- QUOTED PASSAGE
-.-.-

That "unable to find matching kernel for..." line concerns me.  The core file is about 4GB in size; I didn't want to upload it and blow out any storage limits.  If anyone's interested in seeing it, let me know and I can try to figure out another place to upload it.

This did _not_ start because I upgraded to 12.1.  In fact, it was happening in 12.0 as well; I was half-hoping I somehow bungled the upgrade to 12.0, and I just pushed through an upgrade to 12.1.  That didn't seem to matter in the least.

Helllllp? 

Hardware, for the record:

Supermicro MBD-X10SAT-O motherboard
Intel Core i7 4790 CPU
16GB DDR3
Thanks


----------



## SirDice (Jan 22, 2020)

jasonvp said:


> Since around Christmas, and perhaps even further back, my NAS has started crashing randomly.


If you haven't done any software updates or installed anything (hard or software) then it's very likely a hardware problem. I'd start by checking for memory errors, then check your disks. 



jasonvp said:


> Supermicro MBD-X10SAT-O motherboard
> Intel Core i7 4790 CPU
> 16GB DDR3


Mainboard seems to support ECC memory, do you have that or did you use 'regular' non-ECC memory?


----------



## jasonvp (Jan 22, 2020)

SirDice said:


> I'd start by checking for memory errors, then check your disks.



Thanks.  Wouldn't disk errors pop up in logs?  The `zpool` command shows no concerns.  And as for memory, the only accepted way to test that is with memtest86, correct?



> Mainboard seems to support ECC memory, do you have that or did you use 'regular' non-ECC memory?

-.-.-

- SUPPLIED DATA
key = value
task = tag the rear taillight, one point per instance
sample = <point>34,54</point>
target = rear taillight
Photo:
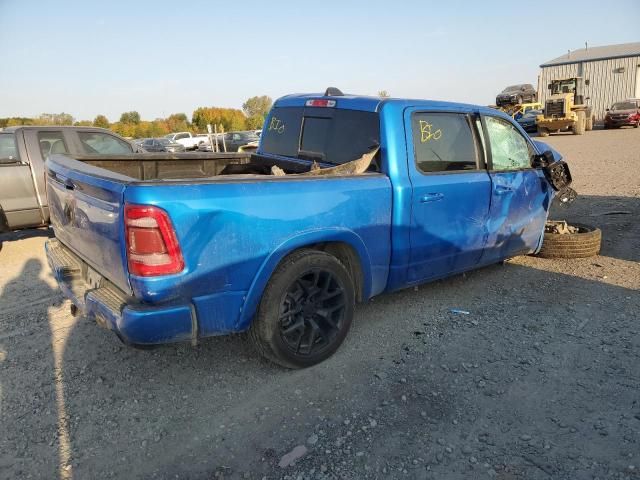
<point>152,245</point>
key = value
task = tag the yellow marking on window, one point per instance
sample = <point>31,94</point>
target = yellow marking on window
<point>276,125</point>
<point>426,132</point>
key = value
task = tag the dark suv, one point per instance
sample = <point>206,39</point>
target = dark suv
<point>623,113</point>
<point>515,94</point>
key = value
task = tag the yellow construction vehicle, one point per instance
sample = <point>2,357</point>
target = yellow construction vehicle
<point>565,109</point>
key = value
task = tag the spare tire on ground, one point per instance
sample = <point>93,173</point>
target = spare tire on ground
<point>570,241</point>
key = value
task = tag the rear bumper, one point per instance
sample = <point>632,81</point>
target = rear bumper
<point>133,322</point>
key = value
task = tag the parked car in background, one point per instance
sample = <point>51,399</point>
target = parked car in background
<point>187,139</point>
<point>138,142</point>
<point>235,140</point>
<point>626,113</point>
<point>205,145</point>
<point>516,94</point>
<point>528,120</point>
<point>284,242</point>
<point>23,151</point>
<point>162,145</point>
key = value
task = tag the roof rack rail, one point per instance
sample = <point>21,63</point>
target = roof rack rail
<point>333,92</point>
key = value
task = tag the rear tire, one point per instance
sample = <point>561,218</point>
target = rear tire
<point>306,310</point>
<point>585,243</point>
<point>578,128</point>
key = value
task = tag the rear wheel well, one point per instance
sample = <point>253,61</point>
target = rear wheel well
<point>348,256</point>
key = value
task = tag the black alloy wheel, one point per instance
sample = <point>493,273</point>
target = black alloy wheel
<point>312,312</point>
<point>306,310</point>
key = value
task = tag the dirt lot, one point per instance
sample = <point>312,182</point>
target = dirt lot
<point>539,381</point>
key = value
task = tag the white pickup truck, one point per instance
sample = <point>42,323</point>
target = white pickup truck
<point>187,139</point>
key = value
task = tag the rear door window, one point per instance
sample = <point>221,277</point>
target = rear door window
<point>51,142</point>
<point>96,143</point>
<point>330,135</point>
<point>443,142</point>
<point>8,148</point>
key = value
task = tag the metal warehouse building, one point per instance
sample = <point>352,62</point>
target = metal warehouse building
<point>611,73</point>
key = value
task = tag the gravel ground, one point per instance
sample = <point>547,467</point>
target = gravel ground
<point>540,380</point>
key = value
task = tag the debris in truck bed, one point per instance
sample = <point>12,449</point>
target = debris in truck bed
<point>356,167</point>
<point>560,227</point>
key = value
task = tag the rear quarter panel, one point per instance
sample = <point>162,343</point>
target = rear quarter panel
<point>233,234</point>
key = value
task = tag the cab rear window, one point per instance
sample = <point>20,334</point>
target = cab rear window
<point>328,135</point>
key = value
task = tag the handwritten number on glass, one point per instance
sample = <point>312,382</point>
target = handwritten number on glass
<point>276,125</point>
<point>426,132</point>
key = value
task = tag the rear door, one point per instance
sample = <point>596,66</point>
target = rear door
<point>520,195</point>
<point>451,193</point>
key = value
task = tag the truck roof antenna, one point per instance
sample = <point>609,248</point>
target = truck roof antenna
<point>333,92</point>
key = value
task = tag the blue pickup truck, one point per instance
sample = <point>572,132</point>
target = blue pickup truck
<point>166,248</point>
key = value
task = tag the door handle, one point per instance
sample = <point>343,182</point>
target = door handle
<point>431,197</point>
<point>502,190</point>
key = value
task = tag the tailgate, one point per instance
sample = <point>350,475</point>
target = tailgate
<point>85,211</point>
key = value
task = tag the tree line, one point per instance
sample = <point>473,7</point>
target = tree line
<point>251,117</point>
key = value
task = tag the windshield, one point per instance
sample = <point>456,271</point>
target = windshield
<point>249,136</point>
<point>329,135</point>
<point>623,106</point>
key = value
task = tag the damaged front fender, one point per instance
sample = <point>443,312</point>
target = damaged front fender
<point>557,173</point>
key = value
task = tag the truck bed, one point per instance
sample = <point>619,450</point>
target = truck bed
<point>150,167</point>
<point>165,166</point>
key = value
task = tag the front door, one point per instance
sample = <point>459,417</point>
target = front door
<point>451,194</point>
<point>520,195</point>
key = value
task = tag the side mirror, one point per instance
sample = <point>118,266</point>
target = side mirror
<point>9,160</point>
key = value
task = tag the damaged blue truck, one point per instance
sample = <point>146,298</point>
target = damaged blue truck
<point>346,198</point>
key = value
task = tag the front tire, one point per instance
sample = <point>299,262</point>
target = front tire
<point>578,128</point>
<point>589,122</point>
<point>306,310</point>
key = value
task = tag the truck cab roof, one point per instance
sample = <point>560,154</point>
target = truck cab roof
<point>375,104</point>
<point>15,128</point>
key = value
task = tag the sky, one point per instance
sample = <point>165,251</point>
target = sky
<point>158,57</point>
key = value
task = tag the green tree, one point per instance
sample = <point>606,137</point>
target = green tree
<point>255,122</point>
<point>229,119</point>
<point>177,122</point>
<point>54,119</point>
<point>101,121</point>
<point>257,106</point>
<point>130,117</point>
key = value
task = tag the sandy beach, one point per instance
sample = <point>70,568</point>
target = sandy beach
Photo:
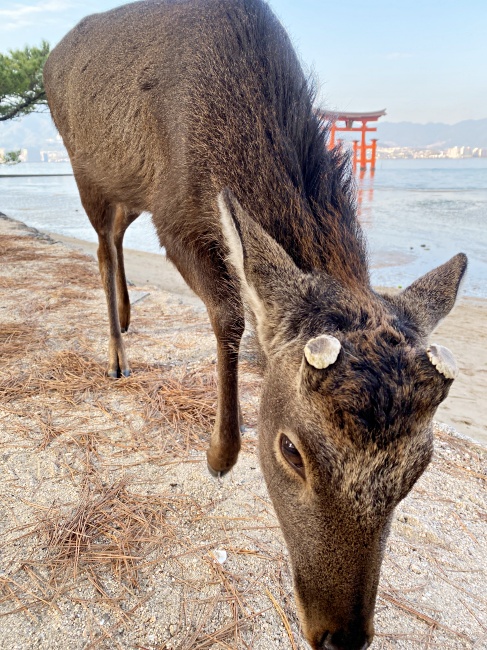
<point>112,532</point>
<point>464,332</point>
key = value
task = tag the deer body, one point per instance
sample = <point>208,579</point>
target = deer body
<point>162,105</point>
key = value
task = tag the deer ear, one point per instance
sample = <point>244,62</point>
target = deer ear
<point>430,298</point>
<point>270,281</point>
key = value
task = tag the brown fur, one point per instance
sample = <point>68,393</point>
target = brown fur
<point>163,104</point>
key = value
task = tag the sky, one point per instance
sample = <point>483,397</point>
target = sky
<point>422,60</point>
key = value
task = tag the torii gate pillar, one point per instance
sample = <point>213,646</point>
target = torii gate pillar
<point>361,149</point>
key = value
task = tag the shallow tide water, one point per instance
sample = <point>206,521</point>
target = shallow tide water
<point>416,214</point>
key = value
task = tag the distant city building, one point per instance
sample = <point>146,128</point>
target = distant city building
<point>411,152</point>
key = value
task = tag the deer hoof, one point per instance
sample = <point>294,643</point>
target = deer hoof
<point>215,473</point>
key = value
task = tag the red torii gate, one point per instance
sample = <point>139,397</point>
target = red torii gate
<point>360,148</point>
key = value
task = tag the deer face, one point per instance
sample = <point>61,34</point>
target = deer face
<point>345,431</point>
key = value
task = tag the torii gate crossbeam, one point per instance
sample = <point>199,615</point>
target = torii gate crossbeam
<point>344,121</point>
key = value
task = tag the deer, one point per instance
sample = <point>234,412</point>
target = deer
<point>199,112</point>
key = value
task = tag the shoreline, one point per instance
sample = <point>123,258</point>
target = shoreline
<point>114,533</point>
<point>464,332</point>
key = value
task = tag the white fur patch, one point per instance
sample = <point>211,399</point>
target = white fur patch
<point>443,360</point>
<point>232,237</point>
<point>322,351</point>
<point>235,257</point>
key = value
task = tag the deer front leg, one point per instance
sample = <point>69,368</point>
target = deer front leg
<point>225,440</point>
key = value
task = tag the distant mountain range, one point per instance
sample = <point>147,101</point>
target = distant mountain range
<point>469,133</point>
<point>36,132</point>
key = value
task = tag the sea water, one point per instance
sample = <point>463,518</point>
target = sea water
<point>416,214</point>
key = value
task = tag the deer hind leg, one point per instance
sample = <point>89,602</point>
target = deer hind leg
<point>102,216</point>
<point>123,219</point>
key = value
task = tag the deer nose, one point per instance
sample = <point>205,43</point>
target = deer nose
<point>338,641</point>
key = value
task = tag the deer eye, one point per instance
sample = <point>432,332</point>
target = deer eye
<point>292,455</point>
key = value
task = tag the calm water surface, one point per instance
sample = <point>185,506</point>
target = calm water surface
<point>416,214</point>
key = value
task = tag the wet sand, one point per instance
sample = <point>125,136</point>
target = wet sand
<point>464,332</point>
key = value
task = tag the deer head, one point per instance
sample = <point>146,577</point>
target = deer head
<point>345,423</point>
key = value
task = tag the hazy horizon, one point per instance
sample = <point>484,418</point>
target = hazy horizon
<point>421,62</point>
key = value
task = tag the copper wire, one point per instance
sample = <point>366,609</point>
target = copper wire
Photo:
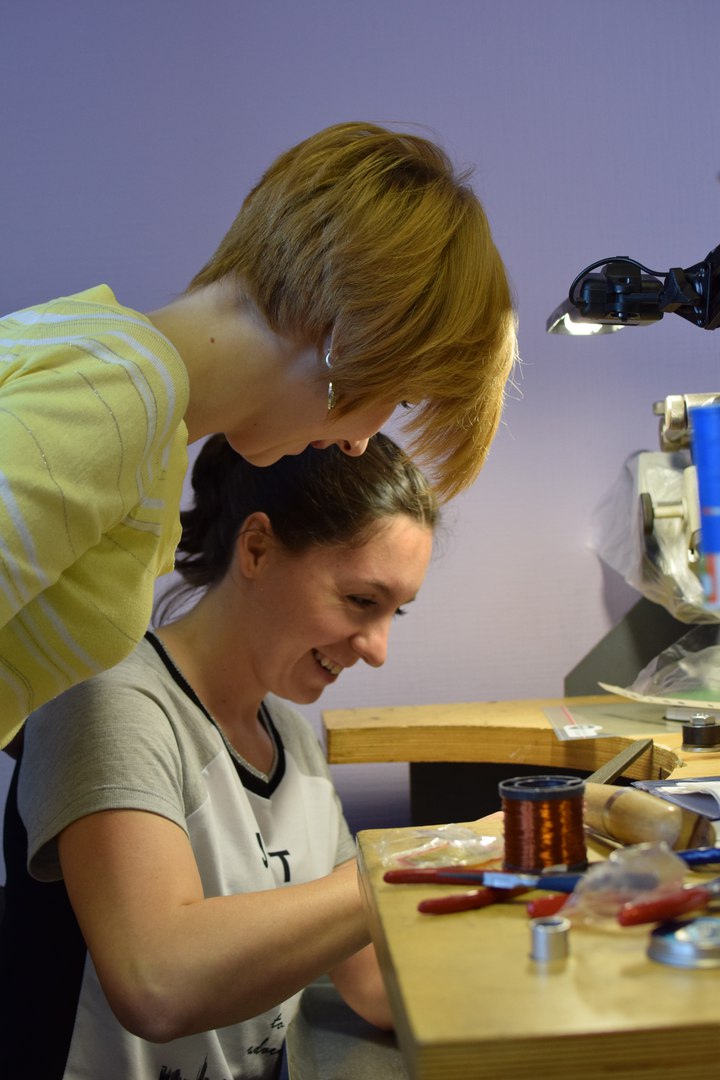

-.-.-

- EXERCISE INSTRUCTIONS
a: List the hardware components given for the record in the NAS crash thread.
b: Condense the paragraph of the NAS crash thread that begins "This did _not_ start" into two short sentences.
c: Write out the stretch of the NAS crash thread from "This did _not_" through "in the least." again, swapping "12.1" for "12.2".
The entries are separate material and not part of the NAS crash thread.

- TASK SOLUTIONS
a:
Supermicro MBD-X10SAT-O motherboard
Intel Core i7 4790 CPU
16GB DDR3

b: The crashes were already happening in 12.0, so the upgrade to 12.1 did not cause them. Hoping the 12.0 upgrade had been botched, the poster moved to 12.1, but that made no difference.

c:
This did _not_ start because I upgraded to 12.2.  In fact, it was happening in 12.0 as well; I was half-hoping I somehow bungled the upgrade to 12.0, and I just pushed through an upgrade to 12.2.  That didn't seem to matter in the least.